**INFORMATION PROVIDED**
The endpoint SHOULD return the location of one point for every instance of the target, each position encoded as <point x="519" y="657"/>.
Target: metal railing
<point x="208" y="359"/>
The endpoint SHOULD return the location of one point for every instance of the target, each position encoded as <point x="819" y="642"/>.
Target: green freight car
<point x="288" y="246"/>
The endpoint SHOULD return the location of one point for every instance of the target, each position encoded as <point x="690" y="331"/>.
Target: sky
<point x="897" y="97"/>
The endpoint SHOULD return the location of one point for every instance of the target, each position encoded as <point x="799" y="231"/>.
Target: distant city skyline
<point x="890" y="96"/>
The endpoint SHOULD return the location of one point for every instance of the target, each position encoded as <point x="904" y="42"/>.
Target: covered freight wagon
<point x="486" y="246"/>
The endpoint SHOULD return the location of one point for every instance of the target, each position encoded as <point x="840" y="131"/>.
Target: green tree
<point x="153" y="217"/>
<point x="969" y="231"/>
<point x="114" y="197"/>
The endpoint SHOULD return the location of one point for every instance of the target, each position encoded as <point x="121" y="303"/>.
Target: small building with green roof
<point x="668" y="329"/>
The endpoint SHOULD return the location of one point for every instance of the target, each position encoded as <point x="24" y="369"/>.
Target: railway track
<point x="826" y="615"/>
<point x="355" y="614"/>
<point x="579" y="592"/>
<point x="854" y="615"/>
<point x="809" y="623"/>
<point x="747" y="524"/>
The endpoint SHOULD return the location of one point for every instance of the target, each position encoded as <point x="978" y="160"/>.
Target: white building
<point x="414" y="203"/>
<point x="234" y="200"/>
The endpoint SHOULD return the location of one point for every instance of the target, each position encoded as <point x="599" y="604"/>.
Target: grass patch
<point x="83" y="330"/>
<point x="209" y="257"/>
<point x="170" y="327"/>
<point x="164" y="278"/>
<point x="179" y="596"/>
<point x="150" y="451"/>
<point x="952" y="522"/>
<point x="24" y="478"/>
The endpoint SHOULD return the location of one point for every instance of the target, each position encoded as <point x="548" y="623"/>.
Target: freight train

**DIRECTIONS**
Repeat the data above starting at the line with "Target: white building" and ending at its last line, exactly, with no other lines.

**SOLUTION FOR THIS PROBLEM**
Target: white building
<point x="414" y="203"/>
<point x="234" y="200"/>
The endpoint SHOULD return the location of one point for every instance of the target, each position encoded as <point x="599" y="604"/>.
Target: grass patch
<point x="83" y="330"/>
<point x="209" y="257"/>
<point x="170" y="327"/>
<point x="164" y="278"/>
<point x="179" y="596"/>
<point x="150" y="451"/>
<point x="952" y="522"/>
<point x="24" y="478"/>
The endpoint SHOULD return the location of one point for every instance of the target, each position encoded as <point x="548" y="623"/>.
Target: freight train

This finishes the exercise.